## Task instructions
Beginning with the line where "Target: large kraft paper box" appears, set down each line exactly until the records below end, and omit the pictures.

=== Section Start ===

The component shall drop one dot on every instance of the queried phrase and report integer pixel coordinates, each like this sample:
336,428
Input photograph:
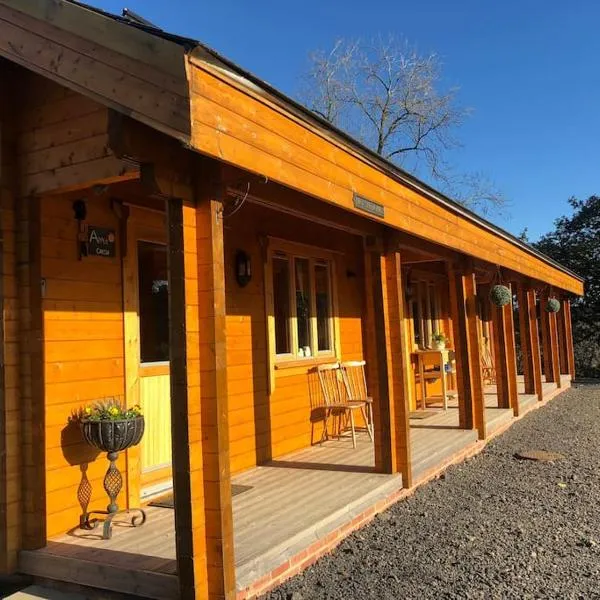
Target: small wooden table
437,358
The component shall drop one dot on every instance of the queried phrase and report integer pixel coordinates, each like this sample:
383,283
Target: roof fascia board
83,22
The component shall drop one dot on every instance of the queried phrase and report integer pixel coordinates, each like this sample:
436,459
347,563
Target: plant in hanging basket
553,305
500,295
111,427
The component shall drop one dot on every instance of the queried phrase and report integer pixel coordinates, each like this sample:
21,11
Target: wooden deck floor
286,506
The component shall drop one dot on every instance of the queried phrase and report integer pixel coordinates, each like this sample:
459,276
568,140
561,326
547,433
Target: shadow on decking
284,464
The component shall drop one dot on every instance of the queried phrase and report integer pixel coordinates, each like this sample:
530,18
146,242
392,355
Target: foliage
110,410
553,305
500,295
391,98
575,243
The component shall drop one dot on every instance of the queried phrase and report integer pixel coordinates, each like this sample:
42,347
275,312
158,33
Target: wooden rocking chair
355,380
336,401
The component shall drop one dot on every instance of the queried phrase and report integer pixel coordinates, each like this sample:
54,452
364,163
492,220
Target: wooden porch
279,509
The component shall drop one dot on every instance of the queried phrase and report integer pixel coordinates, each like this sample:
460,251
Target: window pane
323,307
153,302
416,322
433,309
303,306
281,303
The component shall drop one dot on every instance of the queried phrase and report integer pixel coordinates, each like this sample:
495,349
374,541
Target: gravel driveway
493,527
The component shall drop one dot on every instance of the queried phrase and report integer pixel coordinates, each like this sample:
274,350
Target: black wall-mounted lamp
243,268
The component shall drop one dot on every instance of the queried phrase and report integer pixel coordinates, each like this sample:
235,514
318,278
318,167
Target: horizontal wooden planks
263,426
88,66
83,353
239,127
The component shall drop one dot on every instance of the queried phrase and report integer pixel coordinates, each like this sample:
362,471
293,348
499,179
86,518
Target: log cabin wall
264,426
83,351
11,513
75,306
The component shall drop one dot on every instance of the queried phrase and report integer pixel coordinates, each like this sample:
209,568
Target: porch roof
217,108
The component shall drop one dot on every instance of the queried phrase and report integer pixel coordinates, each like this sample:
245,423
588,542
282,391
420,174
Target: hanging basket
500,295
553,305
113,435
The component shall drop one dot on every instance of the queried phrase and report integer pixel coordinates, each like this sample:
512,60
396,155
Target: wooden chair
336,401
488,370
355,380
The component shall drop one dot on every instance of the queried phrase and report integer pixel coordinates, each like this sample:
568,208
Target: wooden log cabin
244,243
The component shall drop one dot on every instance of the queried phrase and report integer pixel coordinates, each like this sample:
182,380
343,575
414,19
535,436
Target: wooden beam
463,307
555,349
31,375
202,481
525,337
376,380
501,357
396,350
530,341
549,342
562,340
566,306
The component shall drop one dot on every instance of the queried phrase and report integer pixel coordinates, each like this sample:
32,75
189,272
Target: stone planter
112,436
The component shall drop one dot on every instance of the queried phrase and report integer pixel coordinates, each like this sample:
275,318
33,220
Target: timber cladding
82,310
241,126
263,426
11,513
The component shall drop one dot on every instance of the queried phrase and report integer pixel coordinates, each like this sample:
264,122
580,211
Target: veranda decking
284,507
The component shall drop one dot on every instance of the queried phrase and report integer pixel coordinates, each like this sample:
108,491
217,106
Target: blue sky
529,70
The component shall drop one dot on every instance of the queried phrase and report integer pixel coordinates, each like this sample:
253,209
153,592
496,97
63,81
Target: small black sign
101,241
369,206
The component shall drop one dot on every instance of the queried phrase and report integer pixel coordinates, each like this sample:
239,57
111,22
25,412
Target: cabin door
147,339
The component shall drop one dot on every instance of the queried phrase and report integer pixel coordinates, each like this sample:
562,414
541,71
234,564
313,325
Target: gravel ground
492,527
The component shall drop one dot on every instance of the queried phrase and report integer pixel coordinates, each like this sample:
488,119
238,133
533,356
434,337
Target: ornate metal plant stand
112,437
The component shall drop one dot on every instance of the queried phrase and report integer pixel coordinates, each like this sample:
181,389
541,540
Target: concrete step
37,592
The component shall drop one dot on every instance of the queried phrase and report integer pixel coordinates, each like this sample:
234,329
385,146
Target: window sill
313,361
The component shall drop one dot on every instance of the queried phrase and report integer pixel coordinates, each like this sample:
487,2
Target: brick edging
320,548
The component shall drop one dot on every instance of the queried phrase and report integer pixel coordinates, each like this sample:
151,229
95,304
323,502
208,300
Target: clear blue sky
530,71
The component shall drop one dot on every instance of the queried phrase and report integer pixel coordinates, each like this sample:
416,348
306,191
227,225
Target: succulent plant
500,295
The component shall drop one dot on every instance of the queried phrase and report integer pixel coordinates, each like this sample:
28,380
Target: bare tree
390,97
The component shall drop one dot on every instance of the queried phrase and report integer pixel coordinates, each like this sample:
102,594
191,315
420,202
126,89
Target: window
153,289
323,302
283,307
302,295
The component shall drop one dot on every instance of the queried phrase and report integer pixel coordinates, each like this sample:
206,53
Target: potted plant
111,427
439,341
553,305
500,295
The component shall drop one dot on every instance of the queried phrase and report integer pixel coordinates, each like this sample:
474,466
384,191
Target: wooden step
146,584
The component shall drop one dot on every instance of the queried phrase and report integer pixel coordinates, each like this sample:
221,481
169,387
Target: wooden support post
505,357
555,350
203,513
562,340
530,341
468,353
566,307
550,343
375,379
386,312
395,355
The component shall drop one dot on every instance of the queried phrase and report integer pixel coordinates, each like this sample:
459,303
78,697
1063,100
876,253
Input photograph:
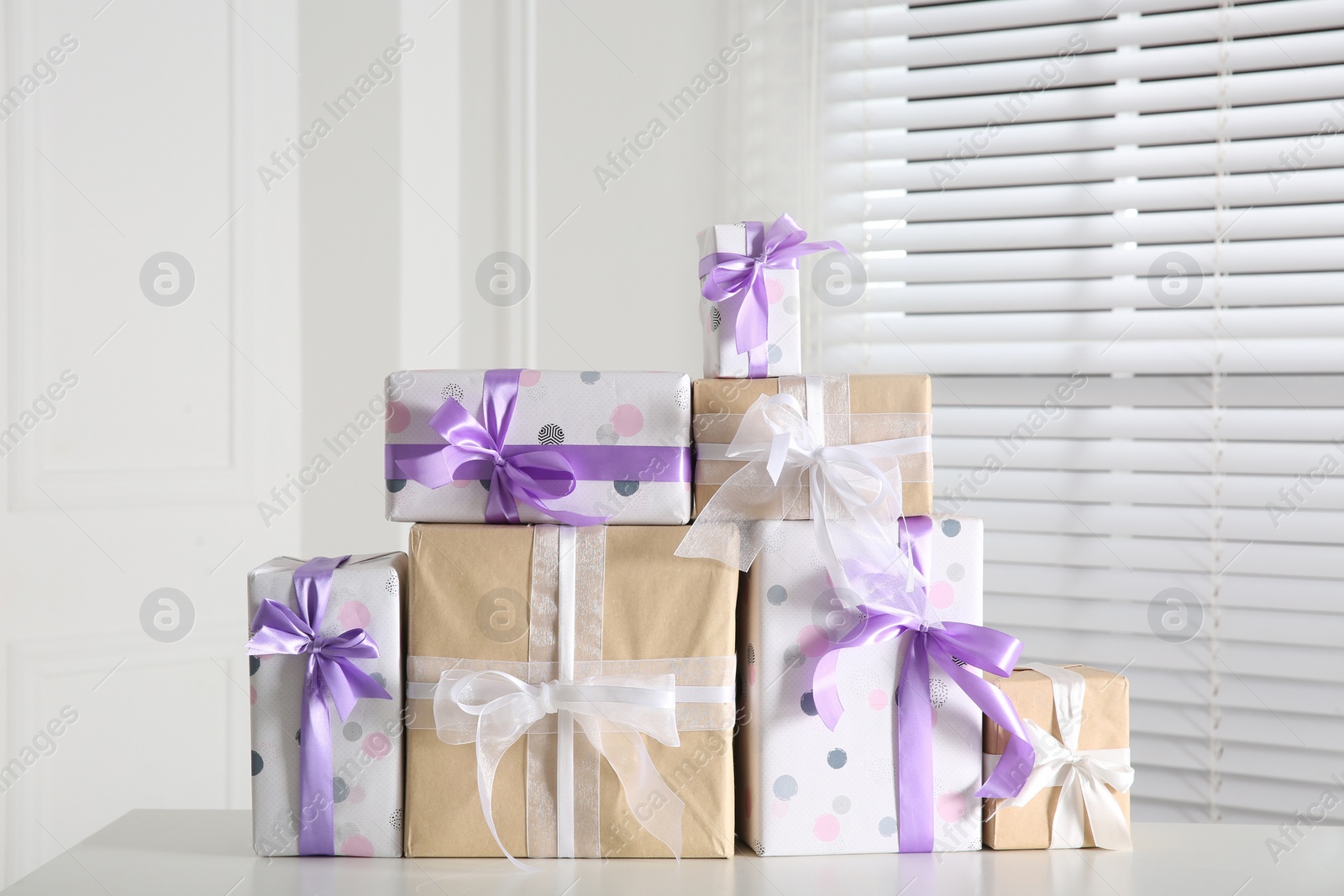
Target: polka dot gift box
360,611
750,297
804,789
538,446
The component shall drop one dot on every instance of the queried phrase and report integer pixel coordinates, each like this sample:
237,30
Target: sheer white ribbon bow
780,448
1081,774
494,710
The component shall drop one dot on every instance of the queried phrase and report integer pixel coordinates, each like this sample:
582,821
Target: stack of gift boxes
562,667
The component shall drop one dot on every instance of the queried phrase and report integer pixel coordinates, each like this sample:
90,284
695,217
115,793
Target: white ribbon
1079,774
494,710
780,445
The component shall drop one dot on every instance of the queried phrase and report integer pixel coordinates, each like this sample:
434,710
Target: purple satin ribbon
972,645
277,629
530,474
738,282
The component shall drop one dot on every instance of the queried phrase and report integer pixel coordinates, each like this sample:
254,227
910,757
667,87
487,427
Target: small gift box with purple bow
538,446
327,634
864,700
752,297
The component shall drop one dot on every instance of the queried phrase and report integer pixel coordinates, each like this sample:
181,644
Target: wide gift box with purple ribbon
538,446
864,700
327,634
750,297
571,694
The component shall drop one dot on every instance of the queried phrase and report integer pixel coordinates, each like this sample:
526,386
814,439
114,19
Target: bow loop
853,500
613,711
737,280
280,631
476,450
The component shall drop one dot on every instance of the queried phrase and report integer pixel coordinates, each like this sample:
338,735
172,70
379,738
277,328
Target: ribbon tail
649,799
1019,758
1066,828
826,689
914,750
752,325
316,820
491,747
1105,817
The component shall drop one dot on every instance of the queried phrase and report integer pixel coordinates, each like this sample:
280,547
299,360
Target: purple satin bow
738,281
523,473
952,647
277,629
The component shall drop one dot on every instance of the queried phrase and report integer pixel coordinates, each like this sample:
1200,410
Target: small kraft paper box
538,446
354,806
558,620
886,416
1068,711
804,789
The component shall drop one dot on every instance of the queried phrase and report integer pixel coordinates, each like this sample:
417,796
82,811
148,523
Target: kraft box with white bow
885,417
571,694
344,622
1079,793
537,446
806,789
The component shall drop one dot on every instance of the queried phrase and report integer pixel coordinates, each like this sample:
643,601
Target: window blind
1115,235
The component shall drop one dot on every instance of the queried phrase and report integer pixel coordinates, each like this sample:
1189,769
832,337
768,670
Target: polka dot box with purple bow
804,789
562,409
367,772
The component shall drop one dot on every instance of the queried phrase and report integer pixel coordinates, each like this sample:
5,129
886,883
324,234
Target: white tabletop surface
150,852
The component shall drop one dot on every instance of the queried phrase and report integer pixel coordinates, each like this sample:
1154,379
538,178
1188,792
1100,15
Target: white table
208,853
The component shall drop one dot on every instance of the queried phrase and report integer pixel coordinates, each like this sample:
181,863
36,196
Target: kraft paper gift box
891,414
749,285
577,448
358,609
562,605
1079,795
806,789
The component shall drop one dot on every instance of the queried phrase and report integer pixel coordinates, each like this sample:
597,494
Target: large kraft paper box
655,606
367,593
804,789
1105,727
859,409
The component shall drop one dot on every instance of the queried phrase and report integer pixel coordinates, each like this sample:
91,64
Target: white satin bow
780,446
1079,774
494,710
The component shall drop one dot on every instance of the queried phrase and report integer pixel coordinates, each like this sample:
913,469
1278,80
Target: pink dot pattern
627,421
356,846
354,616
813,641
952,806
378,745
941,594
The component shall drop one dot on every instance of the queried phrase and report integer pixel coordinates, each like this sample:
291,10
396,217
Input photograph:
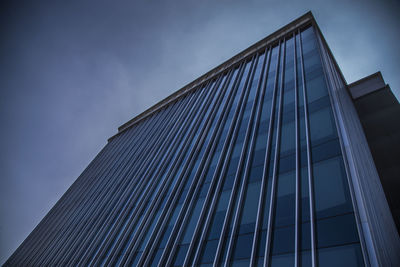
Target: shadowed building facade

=== Section End ===

## Solution for this exercise
Target: large kraft paper box
655,606
367,593
804,789
1105,727
859,409
The component shall drop one dot on every instance of the queried phrase and report integer pixel coordinates, each like this sample:
91,64
Target: white satin bow
780,446
1079,774
494,710
The component shall drop one dot on every instance of the queried phrase and report integer pixel coordinates, each like this sample:
913,469
1278,80
Target: pink dot pattern
627,421
356,846
354,616
813,641
952,806
378,745
941,594
The component shall drop one dot on every instance of the queried phrase and report integer pixel coordinates, each like this sample:
291,10
396,217
Input photograph:
Target: shadowed building facade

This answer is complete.